Page extract ▸
-----
Re: PROV-DM derivation concerns arising from my primer review

Simon,

This is ultimately about modelling choices, and I think there are reasonably 
differing positions one might take.  Having said my piece, which I think you 
have understood, I don't feel so deeply about this to continue to argue the case.

But there's one thing you say that I'd like to respond to, just in case it 
underlies a misundersatnding:

 > However, I still don't see why we would stop people asserting an
 > actual, affecting relation between entities if they see that to exist
 > in the world, just as they assert the existence of entities,
 > activities, generation events etc. based on what exists. In my mind,
 > derivation seems core to what is meant by provenance, e.g.
 > understanding why a bottle of wine is as it is, I would like to know
 > from what grapes it was made, in what land it was grown, what else was
 > added, etc.
-----
Rows ▸
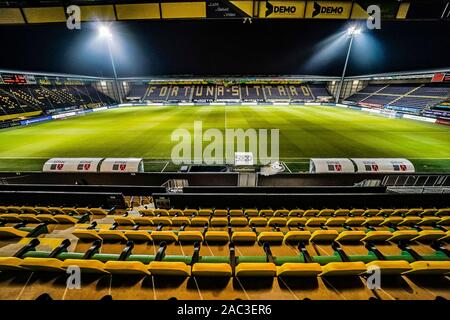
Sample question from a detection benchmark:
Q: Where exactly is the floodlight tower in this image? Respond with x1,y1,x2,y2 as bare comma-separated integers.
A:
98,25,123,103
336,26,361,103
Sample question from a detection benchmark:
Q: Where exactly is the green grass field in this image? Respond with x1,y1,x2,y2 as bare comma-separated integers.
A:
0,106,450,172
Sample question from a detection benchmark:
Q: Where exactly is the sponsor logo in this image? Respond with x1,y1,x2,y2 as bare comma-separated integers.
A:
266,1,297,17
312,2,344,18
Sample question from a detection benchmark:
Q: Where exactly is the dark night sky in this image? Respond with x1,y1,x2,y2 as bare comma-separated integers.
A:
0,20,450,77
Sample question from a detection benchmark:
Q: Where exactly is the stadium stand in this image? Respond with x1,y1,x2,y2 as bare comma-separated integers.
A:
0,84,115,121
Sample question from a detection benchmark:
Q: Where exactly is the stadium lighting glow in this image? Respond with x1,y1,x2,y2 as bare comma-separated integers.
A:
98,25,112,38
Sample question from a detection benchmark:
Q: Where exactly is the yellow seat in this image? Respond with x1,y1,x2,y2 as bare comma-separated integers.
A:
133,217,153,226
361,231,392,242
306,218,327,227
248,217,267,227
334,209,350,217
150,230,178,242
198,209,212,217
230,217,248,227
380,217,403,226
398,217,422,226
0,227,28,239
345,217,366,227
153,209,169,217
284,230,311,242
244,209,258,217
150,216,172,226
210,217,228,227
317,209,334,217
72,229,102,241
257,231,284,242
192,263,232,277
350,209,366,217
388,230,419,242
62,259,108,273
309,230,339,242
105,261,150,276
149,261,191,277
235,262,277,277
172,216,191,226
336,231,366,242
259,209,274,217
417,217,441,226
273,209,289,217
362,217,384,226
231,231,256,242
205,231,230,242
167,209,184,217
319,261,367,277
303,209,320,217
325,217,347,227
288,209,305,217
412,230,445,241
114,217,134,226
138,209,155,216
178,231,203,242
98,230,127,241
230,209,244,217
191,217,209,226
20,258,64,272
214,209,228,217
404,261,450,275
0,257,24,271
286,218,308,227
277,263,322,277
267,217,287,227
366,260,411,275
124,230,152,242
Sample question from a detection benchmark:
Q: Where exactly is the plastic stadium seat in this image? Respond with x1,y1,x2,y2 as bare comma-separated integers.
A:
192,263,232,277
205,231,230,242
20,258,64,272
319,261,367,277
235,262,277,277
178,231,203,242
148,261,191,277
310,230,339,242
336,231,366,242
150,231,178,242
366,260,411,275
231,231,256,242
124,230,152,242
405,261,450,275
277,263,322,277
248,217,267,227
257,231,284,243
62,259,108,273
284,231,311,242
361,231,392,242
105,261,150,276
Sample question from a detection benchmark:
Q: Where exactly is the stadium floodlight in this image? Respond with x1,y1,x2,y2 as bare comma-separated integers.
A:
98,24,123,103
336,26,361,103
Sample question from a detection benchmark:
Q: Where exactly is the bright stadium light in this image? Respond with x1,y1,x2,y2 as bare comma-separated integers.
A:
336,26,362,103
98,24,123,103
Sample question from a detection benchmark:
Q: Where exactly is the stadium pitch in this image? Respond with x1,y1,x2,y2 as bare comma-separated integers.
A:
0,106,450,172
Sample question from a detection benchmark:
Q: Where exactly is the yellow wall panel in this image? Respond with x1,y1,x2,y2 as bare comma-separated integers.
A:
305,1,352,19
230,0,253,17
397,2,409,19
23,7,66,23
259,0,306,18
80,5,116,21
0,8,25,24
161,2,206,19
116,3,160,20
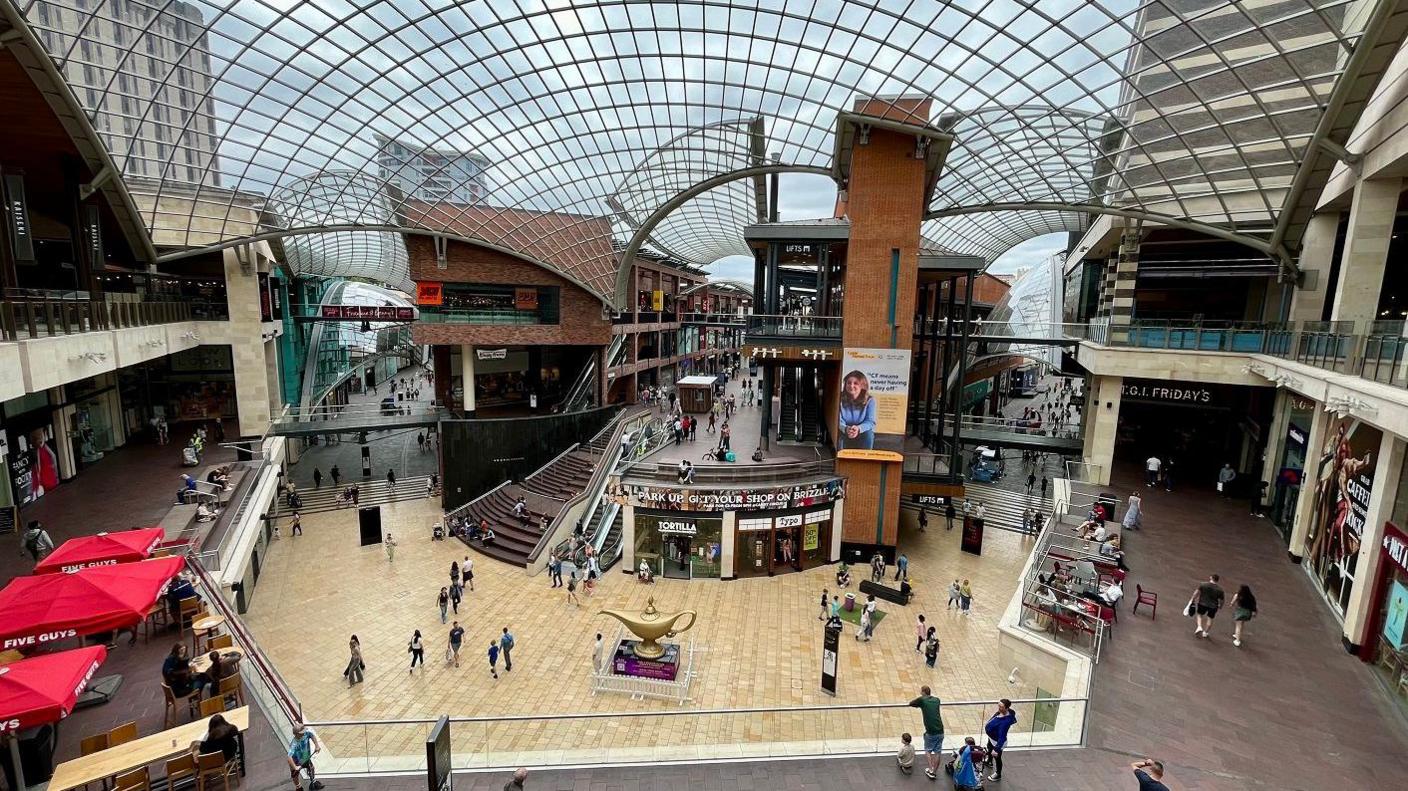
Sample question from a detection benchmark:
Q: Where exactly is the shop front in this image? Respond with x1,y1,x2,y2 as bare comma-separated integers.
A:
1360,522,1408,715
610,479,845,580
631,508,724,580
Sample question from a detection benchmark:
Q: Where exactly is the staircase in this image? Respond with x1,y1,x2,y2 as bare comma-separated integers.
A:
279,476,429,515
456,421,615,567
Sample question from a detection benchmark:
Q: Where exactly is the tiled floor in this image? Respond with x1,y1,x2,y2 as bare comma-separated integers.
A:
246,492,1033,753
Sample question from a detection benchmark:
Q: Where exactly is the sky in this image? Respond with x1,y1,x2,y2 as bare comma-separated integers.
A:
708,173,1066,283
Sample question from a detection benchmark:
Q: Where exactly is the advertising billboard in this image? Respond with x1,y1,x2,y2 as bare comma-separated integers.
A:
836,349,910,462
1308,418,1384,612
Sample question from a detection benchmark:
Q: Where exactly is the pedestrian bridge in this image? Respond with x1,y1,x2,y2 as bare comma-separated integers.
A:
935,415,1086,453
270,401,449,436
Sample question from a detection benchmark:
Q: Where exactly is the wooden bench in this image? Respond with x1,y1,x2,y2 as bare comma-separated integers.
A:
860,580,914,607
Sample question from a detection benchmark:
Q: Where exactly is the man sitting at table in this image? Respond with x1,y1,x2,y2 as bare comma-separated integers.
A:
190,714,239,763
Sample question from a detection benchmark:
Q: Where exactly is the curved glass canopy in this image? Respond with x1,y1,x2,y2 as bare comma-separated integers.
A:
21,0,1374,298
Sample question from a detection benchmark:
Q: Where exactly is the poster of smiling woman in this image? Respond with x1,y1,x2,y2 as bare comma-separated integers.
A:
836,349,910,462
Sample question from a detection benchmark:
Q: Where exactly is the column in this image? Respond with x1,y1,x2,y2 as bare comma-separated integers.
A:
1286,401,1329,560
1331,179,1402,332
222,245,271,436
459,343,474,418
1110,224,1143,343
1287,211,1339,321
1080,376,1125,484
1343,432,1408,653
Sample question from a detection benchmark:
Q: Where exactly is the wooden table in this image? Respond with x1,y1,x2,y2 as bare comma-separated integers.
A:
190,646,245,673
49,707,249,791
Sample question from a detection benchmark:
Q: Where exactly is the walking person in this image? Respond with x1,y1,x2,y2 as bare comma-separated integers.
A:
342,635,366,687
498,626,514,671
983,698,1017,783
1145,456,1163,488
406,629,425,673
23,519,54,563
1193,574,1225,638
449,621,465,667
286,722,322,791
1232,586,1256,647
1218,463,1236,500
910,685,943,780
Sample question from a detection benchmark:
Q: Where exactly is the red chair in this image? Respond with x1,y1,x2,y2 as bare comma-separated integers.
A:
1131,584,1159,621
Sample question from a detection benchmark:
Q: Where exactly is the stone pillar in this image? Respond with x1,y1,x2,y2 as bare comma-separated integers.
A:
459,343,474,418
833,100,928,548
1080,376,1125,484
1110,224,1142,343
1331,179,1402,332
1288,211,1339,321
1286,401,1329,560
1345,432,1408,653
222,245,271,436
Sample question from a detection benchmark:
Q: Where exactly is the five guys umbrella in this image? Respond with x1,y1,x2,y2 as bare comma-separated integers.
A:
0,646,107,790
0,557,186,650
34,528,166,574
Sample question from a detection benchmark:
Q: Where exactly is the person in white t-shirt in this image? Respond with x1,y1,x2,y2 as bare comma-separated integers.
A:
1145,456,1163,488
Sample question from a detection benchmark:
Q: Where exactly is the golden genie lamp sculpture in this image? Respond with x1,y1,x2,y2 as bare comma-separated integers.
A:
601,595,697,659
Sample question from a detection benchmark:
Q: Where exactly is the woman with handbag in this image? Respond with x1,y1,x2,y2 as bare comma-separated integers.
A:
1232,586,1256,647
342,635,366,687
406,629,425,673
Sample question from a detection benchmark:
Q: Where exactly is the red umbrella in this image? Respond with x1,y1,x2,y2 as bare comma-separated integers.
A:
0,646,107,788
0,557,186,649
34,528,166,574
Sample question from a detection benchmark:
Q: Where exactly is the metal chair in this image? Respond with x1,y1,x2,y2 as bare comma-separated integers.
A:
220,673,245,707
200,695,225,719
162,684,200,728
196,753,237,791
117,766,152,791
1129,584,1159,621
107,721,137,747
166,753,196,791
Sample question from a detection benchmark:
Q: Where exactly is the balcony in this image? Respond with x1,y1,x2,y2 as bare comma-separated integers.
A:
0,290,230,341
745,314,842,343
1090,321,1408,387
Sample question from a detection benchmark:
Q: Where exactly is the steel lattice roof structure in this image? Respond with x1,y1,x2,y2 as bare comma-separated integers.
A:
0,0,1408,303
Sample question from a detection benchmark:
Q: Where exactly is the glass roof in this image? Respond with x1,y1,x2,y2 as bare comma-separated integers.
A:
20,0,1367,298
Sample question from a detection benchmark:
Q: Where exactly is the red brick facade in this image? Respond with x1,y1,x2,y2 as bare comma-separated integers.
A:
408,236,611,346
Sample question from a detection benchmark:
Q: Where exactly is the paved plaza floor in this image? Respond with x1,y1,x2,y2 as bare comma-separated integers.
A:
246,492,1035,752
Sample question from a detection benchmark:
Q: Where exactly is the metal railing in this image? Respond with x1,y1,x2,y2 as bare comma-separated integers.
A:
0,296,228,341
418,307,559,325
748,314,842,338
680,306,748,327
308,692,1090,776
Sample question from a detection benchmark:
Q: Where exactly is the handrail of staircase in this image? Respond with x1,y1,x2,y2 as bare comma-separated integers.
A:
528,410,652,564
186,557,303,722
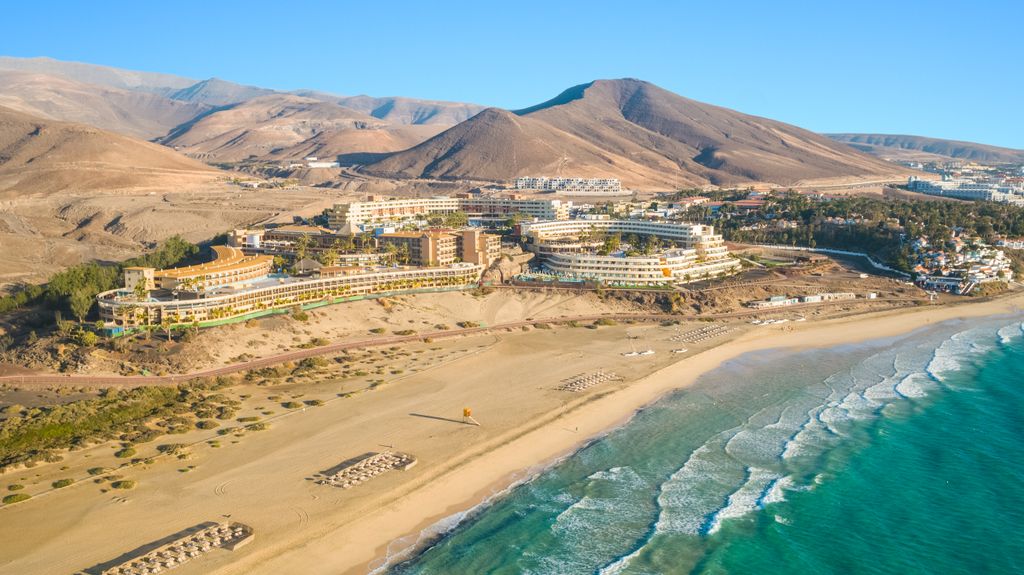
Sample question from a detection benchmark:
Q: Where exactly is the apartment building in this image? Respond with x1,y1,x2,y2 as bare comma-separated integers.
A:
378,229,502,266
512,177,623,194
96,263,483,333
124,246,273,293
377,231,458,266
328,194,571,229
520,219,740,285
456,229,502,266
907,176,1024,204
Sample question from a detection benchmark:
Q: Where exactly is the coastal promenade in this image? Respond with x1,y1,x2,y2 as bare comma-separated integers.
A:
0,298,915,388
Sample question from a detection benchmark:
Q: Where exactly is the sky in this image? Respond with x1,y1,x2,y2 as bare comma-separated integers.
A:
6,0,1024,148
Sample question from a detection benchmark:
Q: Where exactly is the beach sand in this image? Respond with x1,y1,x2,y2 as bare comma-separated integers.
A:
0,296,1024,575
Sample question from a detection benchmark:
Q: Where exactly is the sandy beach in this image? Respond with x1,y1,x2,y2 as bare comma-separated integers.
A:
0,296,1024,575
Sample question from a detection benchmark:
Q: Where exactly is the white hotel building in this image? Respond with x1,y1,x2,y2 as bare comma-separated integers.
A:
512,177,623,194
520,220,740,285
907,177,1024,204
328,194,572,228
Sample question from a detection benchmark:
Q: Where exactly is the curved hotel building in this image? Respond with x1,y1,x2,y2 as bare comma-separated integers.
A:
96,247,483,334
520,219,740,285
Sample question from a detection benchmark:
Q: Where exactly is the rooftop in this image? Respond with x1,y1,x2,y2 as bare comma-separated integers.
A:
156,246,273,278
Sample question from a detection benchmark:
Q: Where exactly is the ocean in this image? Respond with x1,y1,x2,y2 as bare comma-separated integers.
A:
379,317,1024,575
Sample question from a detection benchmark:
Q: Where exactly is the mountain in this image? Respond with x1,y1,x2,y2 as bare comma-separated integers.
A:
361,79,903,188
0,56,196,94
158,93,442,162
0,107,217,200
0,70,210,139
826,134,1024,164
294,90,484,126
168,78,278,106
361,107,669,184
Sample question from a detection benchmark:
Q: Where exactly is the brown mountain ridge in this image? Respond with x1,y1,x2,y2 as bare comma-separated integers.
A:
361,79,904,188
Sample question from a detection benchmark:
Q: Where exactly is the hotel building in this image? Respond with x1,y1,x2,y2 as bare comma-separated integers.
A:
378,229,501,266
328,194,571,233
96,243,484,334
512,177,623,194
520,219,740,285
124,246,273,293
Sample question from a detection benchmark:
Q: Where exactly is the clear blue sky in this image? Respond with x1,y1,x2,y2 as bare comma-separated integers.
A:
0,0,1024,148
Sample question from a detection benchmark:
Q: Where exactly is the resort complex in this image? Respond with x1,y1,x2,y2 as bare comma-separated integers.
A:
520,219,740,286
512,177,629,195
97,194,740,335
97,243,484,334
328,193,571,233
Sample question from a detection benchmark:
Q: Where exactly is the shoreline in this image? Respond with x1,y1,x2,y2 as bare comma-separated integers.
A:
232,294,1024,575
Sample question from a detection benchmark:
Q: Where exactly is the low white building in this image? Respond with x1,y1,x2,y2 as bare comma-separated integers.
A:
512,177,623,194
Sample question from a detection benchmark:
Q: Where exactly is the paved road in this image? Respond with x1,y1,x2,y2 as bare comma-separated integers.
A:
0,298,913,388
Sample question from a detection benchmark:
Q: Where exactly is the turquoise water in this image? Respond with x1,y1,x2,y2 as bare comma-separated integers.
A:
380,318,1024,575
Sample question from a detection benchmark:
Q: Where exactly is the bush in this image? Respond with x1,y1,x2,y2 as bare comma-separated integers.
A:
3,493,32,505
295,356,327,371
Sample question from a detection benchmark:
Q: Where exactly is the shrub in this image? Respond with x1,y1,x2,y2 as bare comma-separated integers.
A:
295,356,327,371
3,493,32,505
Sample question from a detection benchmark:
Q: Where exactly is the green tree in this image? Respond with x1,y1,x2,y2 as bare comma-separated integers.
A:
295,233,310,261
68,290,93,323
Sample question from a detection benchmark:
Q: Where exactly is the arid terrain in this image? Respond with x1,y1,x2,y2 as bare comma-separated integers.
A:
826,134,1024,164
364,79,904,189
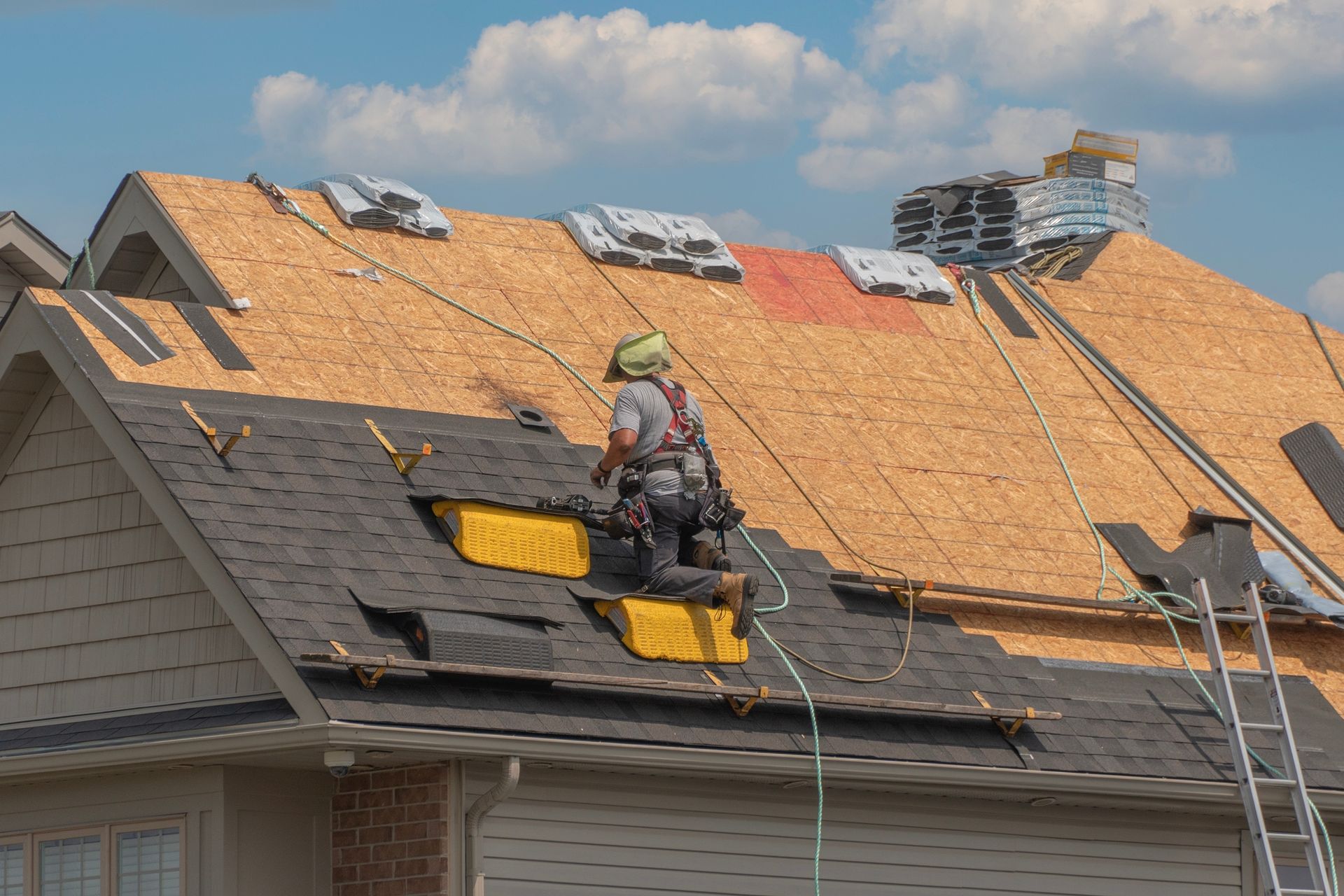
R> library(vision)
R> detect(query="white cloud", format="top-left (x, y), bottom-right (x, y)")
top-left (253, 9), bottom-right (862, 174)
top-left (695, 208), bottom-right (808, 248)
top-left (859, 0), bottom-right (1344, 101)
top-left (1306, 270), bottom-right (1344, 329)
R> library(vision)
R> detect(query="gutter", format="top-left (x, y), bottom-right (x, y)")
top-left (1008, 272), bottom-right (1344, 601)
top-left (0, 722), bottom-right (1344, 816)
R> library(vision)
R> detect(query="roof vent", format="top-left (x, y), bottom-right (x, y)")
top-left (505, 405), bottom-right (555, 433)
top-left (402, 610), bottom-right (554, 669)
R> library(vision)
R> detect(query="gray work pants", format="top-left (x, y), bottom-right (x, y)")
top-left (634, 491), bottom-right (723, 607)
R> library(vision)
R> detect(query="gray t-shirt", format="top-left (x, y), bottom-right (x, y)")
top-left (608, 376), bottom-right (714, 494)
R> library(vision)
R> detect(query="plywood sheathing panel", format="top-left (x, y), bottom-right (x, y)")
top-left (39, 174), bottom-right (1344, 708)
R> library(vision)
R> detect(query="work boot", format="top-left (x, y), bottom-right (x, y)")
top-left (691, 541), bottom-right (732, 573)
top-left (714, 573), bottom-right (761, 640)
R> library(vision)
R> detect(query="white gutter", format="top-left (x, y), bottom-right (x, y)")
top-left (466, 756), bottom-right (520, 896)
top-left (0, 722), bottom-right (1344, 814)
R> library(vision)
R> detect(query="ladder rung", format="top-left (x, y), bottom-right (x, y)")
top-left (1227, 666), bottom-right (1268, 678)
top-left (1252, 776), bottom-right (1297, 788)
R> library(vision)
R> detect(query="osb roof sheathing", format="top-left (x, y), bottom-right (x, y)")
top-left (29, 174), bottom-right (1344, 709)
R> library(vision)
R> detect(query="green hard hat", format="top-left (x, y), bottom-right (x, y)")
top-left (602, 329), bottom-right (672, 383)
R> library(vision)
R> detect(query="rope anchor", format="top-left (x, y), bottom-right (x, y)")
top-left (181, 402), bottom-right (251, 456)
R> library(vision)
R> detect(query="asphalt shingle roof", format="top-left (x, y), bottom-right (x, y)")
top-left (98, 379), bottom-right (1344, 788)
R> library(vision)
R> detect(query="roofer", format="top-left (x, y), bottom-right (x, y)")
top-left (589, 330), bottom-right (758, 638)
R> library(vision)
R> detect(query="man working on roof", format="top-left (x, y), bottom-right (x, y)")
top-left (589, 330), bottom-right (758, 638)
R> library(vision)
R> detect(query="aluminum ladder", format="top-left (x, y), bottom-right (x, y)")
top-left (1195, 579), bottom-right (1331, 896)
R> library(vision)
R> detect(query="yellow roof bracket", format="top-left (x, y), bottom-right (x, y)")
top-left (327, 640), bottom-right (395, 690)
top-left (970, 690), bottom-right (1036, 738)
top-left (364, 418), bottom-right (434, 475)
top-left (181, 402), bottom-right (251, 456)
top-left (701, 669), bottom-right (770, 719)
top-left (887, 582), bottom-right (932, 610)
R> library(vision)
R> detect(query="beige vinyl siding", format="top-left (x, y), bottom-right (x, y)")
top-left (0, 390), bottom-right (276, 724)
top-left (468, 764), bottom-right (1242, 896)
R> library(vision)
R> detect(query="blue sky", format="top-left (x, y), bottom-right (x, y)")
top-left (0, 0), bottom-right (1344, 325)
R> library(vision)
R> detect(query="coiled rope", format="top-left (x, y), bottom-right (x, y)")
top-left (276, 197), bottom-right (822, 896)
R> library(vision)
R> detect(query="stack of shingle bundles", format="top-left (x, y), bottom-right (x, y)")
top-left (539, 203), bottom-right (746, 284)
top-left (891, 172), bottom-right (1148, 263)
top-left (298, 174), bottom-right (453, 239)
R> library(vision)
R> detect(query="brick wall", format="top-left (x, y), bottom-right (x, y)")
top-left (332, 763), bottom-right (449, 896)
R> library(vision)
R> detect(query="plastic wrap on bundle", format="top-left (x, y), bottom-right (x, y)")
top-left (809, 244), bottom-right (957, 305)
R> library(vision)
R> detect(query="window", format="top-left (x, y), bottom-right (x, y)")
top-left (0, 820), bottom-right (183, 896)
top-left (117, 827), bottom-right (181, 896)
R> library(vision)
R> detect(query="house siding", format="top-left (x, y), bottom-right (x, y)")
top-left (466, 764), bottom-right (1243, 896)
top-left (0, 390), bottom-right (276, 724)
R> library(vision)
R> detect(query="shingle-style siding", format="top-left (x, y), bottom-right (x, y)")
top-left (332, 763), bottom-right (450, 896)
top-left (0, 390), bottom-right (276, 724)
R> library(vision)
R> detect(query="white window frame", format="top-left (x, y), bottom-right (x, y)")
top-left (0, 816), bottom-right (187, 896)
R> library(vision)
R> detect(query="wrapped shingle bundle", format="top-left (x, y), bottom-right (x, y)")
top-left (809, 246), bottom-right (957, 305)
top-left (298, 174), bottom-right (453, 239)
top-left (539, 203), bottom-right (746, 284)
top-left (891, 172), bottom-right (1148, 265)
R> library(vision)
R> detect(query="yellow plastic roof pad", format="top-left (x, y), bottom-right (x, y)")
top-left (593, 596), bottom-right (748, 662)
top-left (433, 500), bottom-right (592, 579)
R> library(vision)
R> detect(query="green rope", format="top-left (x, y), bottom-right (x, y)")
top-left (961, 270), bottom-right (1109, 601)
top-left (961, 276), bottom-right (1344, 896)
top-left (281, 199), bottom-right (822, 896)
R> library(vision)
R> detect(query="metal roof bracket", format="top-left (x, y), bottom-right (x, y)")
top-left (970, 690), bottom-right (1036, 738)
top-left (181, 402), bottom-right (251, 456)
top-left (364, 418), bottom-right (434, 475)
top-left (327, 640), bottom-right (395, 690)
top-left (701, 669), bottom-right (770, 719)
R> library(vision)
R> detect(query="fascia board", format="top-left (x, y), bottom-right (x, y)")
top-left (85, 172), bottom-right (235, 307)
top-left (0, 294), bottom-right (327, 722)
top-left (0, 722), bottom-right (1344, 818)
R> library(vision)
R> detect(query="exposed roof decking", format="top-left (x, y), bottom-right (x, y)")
-----
Required work ▸
(a) Reproduce the stretch of the PROV-DM derivation reply from "This is ultimately" through "argue the case.".
(b) Write the next part of the reply about PROV-DM derivation, picking up after its final line.

Expected outputs ▸
(a)
This is ultimately about modelling choices, and I think there are reasonably 
differing positions one might take.  Having said my piece, which I think you 
have understood, I don't feel so deeply about this to continue to argue the case.

(b)
My position is not about trying to "stop people asserting [a] ... relation".

I'd like users to be able to express whatever forms of derivation they find 
useful to express.  The value of the weak derivation relation I propose is that 
it acts as a superproperty, a kind of grouping for any or all of these, so that 
a provenance processor can potentially know that an unknown relation between 
entities is a kind of derivation, even if it does not know anything more about 
the nature of such derivation.

#g
--

On 25/11/2011 11:01, Simon Miles wrote:
> Hi Graham,
>
>> directlyDerivedFrom is assertable based on the observation of a process that
>> consumes one and generates the other.  (We don't know if the one materially
>> affects the value of the other, but that's not what I thought direct derivation
>> would be saying.)
>
> I'm pretty sure the intent was to say more than this. Why would we
> want to assert this? As I believe Luc has argued in the past, if an
> activity generates B and later uses A, it is not informative to say
> that B derives from A, but this is just an extreme example where lack
> of affect is most evident.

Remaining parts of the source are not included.